**Assignment A:**
List every person named by name in the article about courts and bad doctors.
**Assignment B:**
Go on with the article about courts overturning doctors' dismissals, picking up after its final sentence.

**Text passage:**
Courts Undermine Efforts to Weed Out Bad Doctors, Experts Say

Several recent court rulings overturning decisions to dismiss doctors for poor performance are undermining the profession's ability to weed out poor practitioners, health professionals say.

Several recent court rulings overturning decisions to dismiss doctors for poor performance are undermining the profession's ability to weed out poor practitioners, health professionals say.

The most recent case occurred in early December, when the Tel Aviv District Court ordered the Maccabi health maintenance organization to reinstate Dr. Shmuel Levin, a gynecologist whom Maccabi had dismissed from its Bat Yam clinic in July. Maccabi terminated Levin's contract after a professional committee found serious flaws in 16 cases he had handled. One of the most severe incidents occurred in March 1999, when Levin mistakenly removed an ovary from a woman at Assouta Medical Center in Tel Aviv, saying "he didn't know exactly what he was supposed to operate on." After that incident, Maccabi forbade him to perform any more operations.

But Judge Yehuda Zefet ordered Levin reinstated earlier this month, saying his dismissal was a severe blow to his status, dignity and income. The judge also heaped scorn on Maccabi's professional evaluation of Levin's performance, saying the "few, and not especially grave, testimonies" that Maccabi had gathered against the doctor did not justify terminating his contract. Maccabi plans to appeal this ruling.

In another case about 18 months ago, a court rescinded Maccabi's dismissal of a resident in family medicine who had been the subject of numerous complaints by patients.

Dr. Vladimir Yakirevitch also continues to perform cardiac operations at Assouta, even though the Health Ministry took the unusual step of revoking his license in 1996 following reports of severe malpractice in his role as head of cardiac surgery at Ichilov Hospital. Among other breaches, the ministry found that he had walked out in the middle of extremely delicate operations in order to attend to patients he was seeing privately. But a court restored his license and permitted him to conduct a limited number of operations at Assouta. In this case, the Health Ministry wanted to appeal, but the state prosecution refused.

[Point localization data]
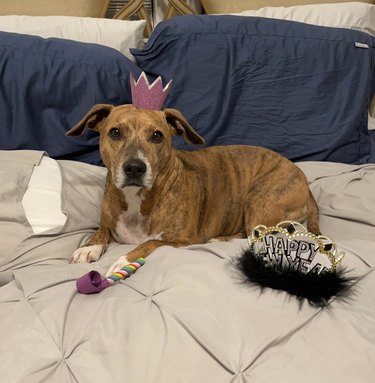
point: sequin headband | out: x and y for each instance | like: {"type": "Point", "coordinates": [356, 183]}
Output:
{"type": "Point", "coordinates": [146, 95]}
{"type": "Point", "coordinates": [289, 244]}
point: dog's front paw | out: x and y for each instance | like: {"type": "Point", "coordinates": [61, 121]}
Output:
{"type": "Point", "coordinates": [118, 265]}
{"type": "Point", "coordinates": [87, 254]}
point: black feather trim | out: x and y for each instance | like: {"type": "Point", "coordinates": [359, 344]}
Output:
{"type": "Point", "coordinates": [318, 289]}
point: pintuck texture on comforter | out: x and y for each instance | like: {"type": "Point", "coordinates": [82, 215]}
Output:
{"type": "Point", "coordinates": [185, 316]}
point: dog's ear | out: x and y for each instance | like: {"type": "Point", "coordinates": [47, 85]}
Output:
{"type": "Point", "coordinates": [177, 121]}
{"type": "Point", "coordinates": [93, 117]}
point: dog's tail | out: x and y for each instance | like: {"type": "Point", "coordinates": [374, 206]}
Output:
{"type": "Point", "coordinates": [312, 216]}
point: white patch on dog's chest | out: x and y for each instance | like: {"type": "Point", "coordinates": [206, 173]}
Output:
{"type": "Point", "coordinates": [129, 228]}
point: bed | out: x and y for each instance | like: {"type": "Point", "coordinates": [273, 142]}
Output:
{"type": "Point", "coordinates": [297, 80]}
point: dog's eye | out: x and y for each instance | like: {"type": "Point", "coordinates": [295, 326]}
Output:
{"type": "Point", "coordinates": [115, 133]}
{"type": "Point", "coordinates": [157, 136]}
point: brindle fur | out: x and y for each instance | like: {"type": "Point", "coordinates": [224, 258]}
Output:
{"type": "Point", "coordinates": [218, 192]}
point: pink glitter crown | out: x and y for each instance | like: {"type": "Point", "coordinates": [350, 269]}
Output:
{"type": "Point", "coordinates": [146, 95]}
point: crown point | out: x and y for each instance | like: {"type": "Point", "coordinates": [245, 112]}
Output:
{"type": "Point", "coordinates": [146, 95]}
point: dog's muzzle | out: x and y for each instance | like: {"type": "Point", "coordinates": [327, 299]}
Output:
{"type": "Point", "coordinates": [134, 171]}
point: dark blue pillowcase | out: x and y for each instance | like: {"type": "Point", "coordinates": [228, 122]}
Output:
{"type": "Point", "coordinates": [301, 90]}
{"type": "Point", "coordinates": [48, 85]}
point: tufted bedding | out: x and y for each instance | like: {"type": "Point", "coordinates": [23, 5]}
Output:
{"type": "Point", "coordinates": [186, 315]}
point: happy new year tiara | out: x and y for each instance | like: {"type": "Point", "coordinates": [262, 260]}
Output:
{"type": "Point", "coordinates": [146, 95]}
{"type": "Point", "coordinates": [288, 257]}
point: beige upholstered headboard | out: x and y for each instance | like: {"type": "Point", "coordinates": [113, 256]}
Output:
{"type": "Point", "coordinates": [90, 8]}
{"type": "Point", "coordinates": [233, 6]}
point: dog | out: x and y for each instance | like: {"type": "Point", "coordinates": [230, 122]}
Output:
{"type": "Point", "coordinates": [156, 195]}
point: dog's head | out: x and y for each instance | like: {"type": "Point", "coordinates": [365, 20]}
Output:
{"type": "Point", "coordinates": [136, 144]}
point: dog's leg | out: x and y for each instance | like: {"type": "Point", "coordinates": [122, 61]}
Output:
{"type": "Point", "coordinates": [142, 251]}
{"type": "Point", "coordinates": [93, 250]}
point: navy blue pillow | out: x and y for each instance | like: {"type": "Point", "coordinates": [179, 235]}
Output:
{"type": "Point", "coordinates": [48, 85]}
{"type": "Point", "coordinates": [301, 90]}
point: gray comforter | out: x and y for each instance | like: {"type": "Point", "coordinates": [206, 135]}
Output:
{"type": "Point", "coordinates": [184, 316]}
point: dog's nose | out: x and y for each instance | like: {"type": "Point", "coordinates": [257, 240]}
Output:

**Answer A:**
Dr. Shmuel Levin, Judge Yehuda Zefet, Dr. Vladimir Yakirevitch

**Answer B:**
Professor Shuki Shemer, Maccabi's CEO and a former Health Ministry director-general, said that such decisions by the courts severely undermine the HMOs' ability to uphold professional standards among their doctors and to oust poor practitioners. Numerous other senior health professionals, including both HMO officials and hospital directors, echo this charge.

Furthermore, such rulings merely compound the problems of a supervisory system that is already characterized by excessive delays in dealing with complaints and the frequent whitewashing of medical malpractice. In Levin's case, for instance, it was only in April 2000, a year after the botched ovary operation, that Maccabi decided to bar him from operating on its patients. And even then, it failed to report this decision to the Health Ministry, with the result that Levin continued to perform operations at the state-owned Wolfson Medical Center in Holon. Levin says he even continued operating at Assouta.

This reluctance to take action, which is partly due to pressure from the doctors' unions, is merely increased when pressure from the courts is added into the equation. In another recent case, for instance, the Leumit HMO rescinded its decision to fire Dr. Yoram Vechtel, though Vechtel will in practice not work until the charges against him are investigated further. Leumit had decided to dismiss him after a 68-year-old patient at its South Tel Aviv clinic died, and a Health Ministry investigation found that Vechtel had ignored an urgent call from the clinic's medical team to perform resuscitation on the patient. But after Vechtel sued for reinstatement in the Tel Aviv Labor Court, Leumit backed down, informing the court on November 20 that it was reversing its decision.

Similarly, the Health Ministry recently agreed to let a surgery resident resume his residency at the state-owned Sheba Medical Center in Tel Hashomer, after it had originally dismissed him due to extremely negative reviews from several senior surgeons in the department. In this case, too, the resident sued in the Tel Aviv Labor Court, and on September 30, the ministry informed the court that it had rescinded its decision.